Brief: Copy the lines below verbatim, beginning with the line that includes "317, row 275." and continuing to the end; leave out everything before it.
□ □ □
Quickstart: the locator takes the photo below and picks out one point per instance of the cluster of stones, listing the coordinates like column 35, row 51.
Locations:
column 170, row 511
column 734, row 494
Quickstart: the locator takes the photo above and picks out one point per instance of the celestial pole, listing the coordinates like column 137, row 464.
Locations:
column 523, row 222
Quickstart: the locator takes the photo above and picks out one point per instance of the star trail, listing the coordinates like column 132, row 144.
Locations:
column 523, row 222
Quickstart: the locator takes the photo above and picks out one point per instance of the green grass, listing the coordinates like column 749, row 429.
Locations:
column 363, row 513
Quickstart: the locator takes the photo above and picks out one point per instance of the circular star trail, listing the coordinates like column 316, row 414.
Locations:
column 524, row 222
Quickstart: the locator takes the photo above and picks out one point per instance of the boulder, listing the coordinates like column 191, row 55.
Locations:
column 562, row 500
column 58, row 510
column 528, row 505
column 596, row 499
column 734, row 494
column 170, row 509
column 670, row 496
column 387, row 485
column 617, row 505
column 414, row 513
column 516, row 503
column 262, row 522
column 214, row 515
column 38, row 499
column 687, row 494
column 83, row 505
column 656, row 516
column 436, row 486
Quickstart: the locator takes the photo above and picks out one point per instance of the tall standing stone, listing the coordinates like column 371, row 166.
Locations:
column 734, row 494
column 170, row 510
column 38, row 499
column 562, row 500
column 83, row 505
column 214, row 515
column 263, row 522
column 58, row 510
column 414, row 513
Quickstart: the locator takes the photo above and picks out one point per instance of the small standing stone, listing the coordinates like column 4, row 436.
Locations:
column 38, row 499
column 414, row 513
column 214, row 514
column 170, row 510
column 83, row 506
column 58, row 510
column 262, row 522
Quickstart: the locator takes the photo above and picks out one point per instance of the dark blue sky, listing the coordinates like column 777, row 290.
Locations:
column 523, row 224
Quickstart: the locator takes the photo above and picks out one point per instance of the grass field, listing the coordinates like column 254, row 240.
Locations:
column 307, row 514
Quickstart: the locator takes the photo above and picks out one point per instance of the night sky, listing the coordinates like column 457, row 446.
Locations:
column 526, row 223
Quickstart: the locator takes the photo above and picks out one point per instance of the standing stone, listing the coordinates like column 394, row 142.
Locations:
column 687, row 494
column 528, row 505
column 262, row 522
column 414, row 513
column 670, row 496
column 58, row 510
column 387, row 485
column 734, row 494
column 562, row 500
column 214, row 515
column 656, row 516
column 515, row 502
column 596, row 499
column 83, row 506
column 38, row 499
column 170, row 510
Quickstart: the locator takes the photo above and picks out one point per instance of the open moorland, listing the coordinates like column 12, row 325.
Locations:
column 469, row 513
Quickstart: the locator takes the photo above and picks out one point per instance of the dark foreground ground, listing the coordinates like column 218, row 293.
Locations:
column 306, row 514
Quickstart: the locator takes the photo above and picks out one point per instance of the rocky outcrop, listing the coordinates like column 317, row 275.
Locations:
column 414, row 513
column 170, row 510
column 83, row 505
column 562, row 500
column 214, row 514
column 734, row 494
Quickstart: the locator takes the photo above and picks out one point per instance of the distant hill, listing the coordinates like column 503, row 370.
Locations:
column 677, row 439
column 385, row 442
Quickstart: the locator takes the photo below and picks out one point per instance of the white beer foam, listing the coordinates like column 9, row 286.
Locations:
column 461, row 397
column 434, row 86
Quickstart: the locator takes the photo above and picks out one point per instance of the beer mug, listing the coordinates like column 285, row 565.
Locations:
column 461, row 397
□ □ □
Response:
Quickstart: the locator takes the photo above and picks out one point per instance of the rocky outcrop, listing the coordinates like column 317, row 275.
Locations:
column 414, row 513
column 170, row 510
column 83, row 505
column 562, row 500
column 214, row 514
column 734, row 494
Quickstart: the locator takes the photo above and picks out one point per instance of the distant hill, listing the coordinates like column 503, row 370.
Locations:
column 677, row 439
column 385, row 442
Quickstart: the locator takes the photo below and picks out one point per instance of the white beer foam, listing the coordinates like column 9, row 286.
Locations:
column 461, row 397
column 434, row 86
Quickstart: the locator takes the photo above and picks out one point per instance of the beer mug, listing the coordinates like column 285, row 565.
Locations:
column 461, row 397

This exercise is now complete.